- _DATA FOR PROCESSING_

- - - -

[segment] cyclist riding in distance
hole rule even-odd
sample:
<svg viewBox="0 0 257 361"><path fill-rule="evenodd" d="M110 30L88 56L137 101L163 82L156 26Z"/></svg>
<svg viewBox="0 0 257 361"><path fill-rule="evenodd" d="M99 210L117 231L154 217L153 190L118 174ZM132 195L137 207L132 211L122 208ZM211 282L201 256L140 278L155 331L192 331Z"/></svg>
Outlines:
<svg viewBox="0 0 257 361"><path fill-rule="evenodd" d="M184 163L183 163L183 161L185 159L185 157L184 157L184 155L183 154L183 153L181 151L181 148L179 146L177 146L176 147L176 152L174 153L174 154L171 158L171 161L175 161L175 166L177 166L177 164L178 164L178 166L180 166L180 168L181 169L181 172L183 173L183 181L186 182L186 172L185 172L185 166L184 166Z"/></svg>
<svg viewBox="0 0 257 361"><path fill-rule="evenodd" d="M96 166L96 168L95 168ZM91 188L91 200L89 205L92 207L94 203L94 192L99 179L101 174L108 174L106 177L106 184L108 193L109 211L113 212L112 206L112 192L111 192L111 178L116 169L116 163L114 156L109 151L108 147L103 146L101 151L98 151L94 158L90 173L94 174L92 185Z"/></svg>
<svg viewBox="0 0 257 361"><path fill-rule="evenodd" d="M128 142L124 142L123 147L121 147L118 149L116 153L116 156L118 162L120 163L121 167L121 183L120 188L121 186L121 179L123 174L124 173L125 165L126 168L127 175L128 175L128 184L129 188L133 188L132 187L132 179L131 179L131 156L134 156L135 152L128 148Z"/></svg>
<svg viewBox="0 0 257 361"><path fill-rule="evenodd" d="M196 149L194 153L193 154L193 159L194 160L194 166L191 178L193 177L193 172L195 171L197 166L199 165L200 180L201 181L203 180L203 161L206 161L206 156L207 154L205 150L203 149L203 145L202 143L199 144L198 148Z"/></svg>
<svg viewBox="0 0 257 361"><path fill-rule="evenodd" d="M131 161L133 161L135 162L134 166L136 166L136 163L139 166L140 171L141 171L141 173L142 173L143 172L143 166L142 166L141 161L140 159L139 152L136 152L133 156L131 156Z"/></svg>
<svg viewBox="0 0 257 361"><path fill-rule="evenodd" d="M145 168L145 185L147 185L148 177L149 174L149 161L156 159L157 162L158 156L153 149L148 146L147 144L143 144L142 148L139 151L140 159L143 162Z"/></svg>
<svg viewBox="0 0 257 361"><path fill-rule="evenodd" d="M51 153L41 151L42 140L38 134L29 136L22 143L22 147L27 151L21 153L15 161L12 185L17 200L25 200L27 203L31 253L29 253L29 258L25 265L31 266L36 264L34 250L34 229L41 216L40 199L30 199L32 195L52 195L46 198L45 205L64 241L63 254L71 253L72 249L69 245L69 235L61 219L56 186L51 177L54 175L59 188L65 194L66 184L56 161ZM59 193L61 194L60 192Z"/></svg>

- - - -

- _DIRECTIVE_
Write out all of the lines above without changing a single character.

- _EXERCISE RESULT_
[segment] cyclist riding in distance
hole rule even-odd
sample:
<svg viewBox="0 0 257 361"><path fill-rule="evenodd" d="M110 30L88 56L137 101L163 82L156 26Z"/></svg>
<svg viewBox="0 0 257 361"><path fill-rule="evenodd" d="M99 210L117 231L154 217L153 190L118 174ZM132 195L137 207L132 211L122 208ZM211 282L201 256L140 278L155 331L192 331Z"/></svg>
Outlines:
<svg viewBox="0 0 257 361"><path fill-rule="evenodd" d="M184 163L183 163L183 161L185 159L185 157L184 157L184 155L183 154L183 153L181 151L181 148L179 146L177 146L176 147L176 152L174 153L174 154L171 158L171 161L175 161L175 166L177 166L177 164L178 164L178 166L180 166L180 168L181 169L181 172L183 173L183 181L186 182L186 172L185 172L185 166L184 166Z"/></svg>
<svg viewBox="0 0 257 361"><path fill-rule="evenodd" d="M96 166L96 168L95 168ZM91 188L91 200L89 205L92 207L94 203L94 192L99 179L101 174L108 174L106 177L106 184L108 193L109 211L113 212L112 206L112 192L111 192L111 178L116 169L116 163L114 156L109 151L108 147L103 146L101 151L98 151L94 158L90 173L94 174L92 185Z"/></svg>
<svg viewBox="0 0 257 361"><path fill-rule="evenodd" d="M128 142L124 142L123 147L121 147L118 149L116 153L116 156L118 162L120 163L121 167L121 183L120 188L121 186L121 179L123 174L124 173L125 165L126 168L127 175L128 175L128 184L129 188L133 188L132 187L132 179L131 179L131 156L134 156L135 152L128 148Z"/></svg>
<svg viewBox="0 0 257 361"><path fill-rule="evenodd" d="M196 149L194 153L193 154L193 159L194 160L194 166L191 178L193 177L193 172L195 171L197 166L199 165L200 180L201 181L203 180L203 161L206 161L206 156L207 154L205 150L203 149L203 145L202 143L199 144L198 148Z"/></svg>
<svg viewBox="0 0 257 361"><path fill-rule="evenodd" d="M131 161L133 161L135 162L134 166L136 166L136 163L139 166L140 171L141 171L141 173L142 173L143 172L143 166L142 166L141 161L140 159L139 152L136 152L133 156L131 156Z"/></svg>
<svg viewBox="0 0 257 361"><path fill-rule="evenodd" d="M145 168L145 185L147 185L148 177L149 174L149 161L156 159L157 162L158 156L153 149L148 146L147 144L143 144L142 148L139 151L140 159L143 162Z"/></svg>
<svg viewBox="0 0 257 361"><path fill-rule="evenodd" d="M51 153L41 151L42 140L38 134L29 136L22 143L22 147L27 151L21 153L15 161L12 185L17 200L25 200L27 203L31 253L29 253L29 258L25 265L31 266L36 264L34 250L34 229L41 216L40 199L30 199L32 195L52 195L46 198L45 205L64 241L63 254L71 253L72 249L69 245L69 235L61 219L56 186L51 177L54 175L59 188L65 194L66 184L56 161ZM59 193L61 194L60 192Z"/></svg>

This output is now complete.